• DOCUMENT SEGMENT:
Creating the molecular surface

Molecular surfaces are one of the most common visual representations in a protein visualizer tool. But how are they generated? Apparently, someone was crazy enough to devise an analytic way of computing the surface. It’s even called a Conolly surface sometimes, in the name of the person who thought of if.

Thankfully, there’s also a numerical approach. It’s explained in some detail in Xu D, Zhang Y, Generating Triangulated Macromolecular Surfaces by Euclidean Distance Transform, but the explanation waves over some important implementation details. Here’s how I think it’s made:

Step 1

First we need to compute the solvent-accessible surface (SAS). We generate one sphere for each atom, where the radius is the Van der Waals radius + the radius of a water molecule, 1.4 Å. This is because we want to emulate the surface that is accessible for probe of a certain radius (in this case a water molecule). Then we remove all points inside other spheres, so we end up with a surface, the solvent-accessible surface. The center of the probe molecule could reach any point of this surface, but no further.

This spheres would be represented as a collection of points in the computer (we don’t need triangles yet).

Step 2

For the molecular surface, we want the compute the surface that contains the points of the molecule that could be touched by a solvent molecule (its outermost part, not the center). To do this, we need to compute something called the signed Euclidean Distance Transform, or sEDT, for all points inside a grid. That’s because the points we want have something in common: they are all at the same distance from the SAS, equal to the radius of the probe, 1.4 Å.

• TASKS TO CARRY OUT:
A) Update the molecular surface text between "Molecular surfaces are" and "thought of if.", inclusive, replacing "visual representations" with "graphical representations".
B) Go on with the molecular surface text, picking up after its last sentence.
The records come from a source unrelated to the molecular surface text.

• STUDY MATERIAL:
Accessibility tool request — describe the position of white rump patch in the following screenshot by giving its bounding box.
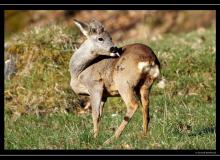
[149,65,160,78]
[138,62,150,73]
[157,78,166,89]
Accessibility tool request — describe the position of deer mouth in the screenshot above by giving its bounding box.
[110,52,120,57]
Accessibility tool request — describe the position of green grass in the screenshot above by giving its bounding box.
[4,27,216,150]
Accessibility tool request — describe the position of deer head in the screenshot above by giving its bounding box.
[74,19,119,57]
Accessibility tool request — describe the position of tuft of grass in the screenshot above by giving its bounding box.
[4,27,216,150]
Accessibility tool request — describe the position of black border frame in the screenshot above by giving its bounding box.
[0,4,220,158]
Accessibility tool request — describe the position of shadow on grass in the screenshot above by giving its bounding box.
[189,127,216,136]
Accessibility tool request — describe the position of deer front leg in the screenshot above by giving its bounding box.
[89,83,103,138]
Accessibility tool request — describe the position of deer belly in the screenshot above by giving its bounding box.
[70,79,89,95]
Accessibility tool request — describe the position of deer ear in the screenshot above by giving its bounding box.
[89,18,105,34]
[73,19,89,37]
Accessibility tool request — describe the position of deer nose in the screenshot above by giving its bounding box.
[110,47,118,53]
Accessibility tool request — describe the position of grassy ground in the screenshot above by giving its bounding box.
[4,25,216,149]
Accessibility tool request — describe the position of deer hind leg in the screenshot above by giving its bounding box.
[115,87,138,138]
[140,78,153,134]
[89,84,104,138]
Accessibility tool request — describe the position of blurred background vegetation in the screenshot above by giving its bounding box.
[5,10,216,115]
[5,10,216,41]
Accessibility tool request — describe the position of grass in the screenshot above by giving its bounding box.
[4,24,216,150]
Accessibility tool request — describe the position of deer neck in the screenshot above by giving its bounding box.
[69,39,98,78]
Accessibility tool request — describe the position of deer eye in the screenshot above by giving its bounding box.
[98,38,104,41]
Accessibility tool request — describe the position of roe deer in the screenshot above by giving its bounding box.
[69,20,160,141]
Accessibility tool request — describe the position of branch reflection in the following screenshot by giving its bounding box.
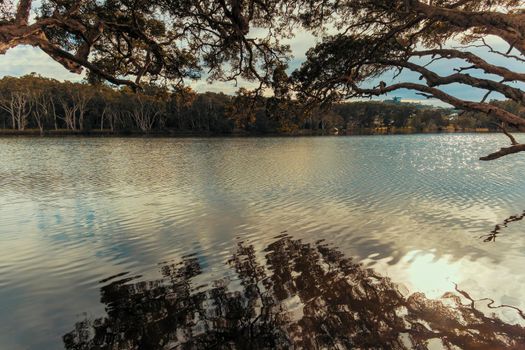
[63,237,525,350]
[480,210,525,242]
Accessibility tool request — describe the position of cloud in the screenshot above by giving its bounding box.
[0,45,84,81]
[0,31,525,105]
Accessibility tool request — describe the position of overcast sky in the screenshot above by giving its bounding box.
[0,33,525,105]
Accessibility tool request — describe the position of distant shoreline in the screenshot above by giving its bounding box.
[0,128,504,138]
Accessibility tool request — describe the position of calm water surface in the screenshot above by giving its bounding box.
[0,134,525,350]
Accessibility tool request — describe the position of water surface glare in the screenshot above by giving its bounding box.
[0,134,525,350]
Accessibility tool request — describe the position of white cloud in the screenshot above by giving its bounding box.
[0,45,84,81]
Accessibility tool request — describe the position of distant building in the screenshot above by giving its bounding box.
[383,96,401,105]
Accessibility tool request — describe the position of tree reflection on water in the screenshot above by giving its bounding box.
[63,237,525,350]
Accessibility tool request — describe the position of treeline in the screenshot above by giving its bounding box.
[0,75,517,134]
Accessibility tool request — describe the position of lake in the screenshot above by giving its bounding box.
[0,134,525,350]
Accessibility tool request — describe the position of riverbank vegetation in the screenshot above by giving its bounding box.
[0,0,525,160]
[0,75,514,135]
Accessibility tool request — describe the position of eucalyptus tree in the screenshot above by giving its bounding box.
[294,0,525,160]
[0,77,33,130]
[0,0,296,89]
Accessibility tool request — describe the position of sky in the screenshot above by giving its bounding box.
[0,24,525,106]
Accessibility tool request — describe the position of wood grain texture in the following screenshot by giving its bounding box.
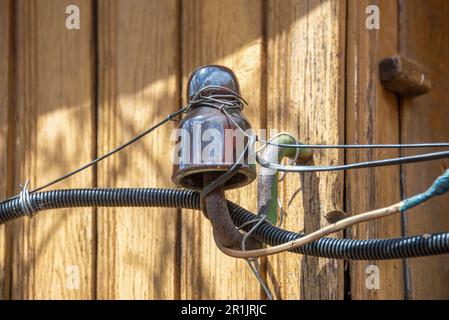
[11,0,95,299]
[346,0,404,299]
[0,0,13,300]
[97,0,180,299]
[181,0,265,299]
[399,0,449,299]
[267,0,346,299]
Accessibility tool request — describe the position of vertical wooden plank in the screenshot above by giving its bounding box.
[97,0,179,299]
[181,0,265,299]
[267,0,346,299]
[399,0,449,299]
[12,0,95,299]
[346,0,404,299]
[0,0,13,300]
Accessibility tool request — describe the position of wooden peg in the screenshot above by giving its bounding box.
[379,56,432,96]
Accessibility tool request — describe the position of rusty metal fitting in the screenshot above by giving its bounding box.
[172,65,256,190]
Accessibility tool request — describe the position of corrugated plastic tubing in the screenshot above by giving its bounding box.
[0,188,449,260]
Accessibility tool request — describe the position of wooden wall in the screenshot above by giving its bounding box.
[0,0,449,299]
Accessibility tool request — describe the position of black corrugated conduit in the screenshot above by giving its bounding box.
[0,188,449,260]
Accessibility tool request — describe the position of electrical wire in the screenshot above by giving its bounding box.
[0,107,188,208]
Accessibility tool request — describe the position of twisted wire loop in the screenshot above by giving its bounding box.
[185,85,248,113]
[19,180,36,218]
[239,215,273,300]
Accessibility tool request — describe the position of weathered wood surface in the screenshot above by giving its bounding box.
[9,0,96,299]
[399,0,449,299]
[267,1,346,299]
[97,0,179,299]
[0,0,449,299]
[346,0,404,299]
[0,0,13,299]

• OUTPUTS IN ORDER:
A)
Molecular surfaces are one of the most common graphical representations in a protein visualizer tool. But how are they generated? Apparently, someone was crazy enough to devise an analytic way of computing the surface. It’s even called a Conolly surface sometimes, in the name of the person who thought of if.

B)
So we create a uniform 3D grid in the bounding box around the protein, and compute the signed Euclidean Distance Transformation to the SAS for all points in this 3D grid. That is, the distance between the grid point and the nearest sphere point from the SAS. The grid points at 1.4 Å from the SAS are the points that will make our molecular surface.

How many points would this 3D grid need? Well, it does depend on the size of the protein, but apparently, not that many! The maximum resolution in the cited paper (from 2009) was a grid of 128x128x128 voxels. A grid of 256x256x256 may be achievable now, for a smoother surface.

Step 3

Finally, we need to join this points in triangles to make a mesh and display the surface. How do we do this? Using a Marching Cubes algorithm. And that’s about it. Easy!

Optimizations

This code needs to be reasonably fast. After all, we don’t want to wait for too long before being able to visualize the protein. And other tools make this representation really fast. Some ideas:

Use Metal for parallel computing in the GPU. This one is a must, obviously.
Fastest way to generate sphere points in Step 1? Maybe do a table look-up of these points from a unitary sphere pre computed at compile time, and transform to the coordinates of the new sphere.
Remove non-surface points (points inside other spheres) in a different compute pass than the generation.
Spheres could be distributed in a k-tree, to (dramatically) speed up finding neighbours. This could be helpful in many steps (finding which SAS points are inside other spheres for Step 1, and finding closest SAS point for a given 3D grid point in Step 2, maybe even for the Marching Cubes).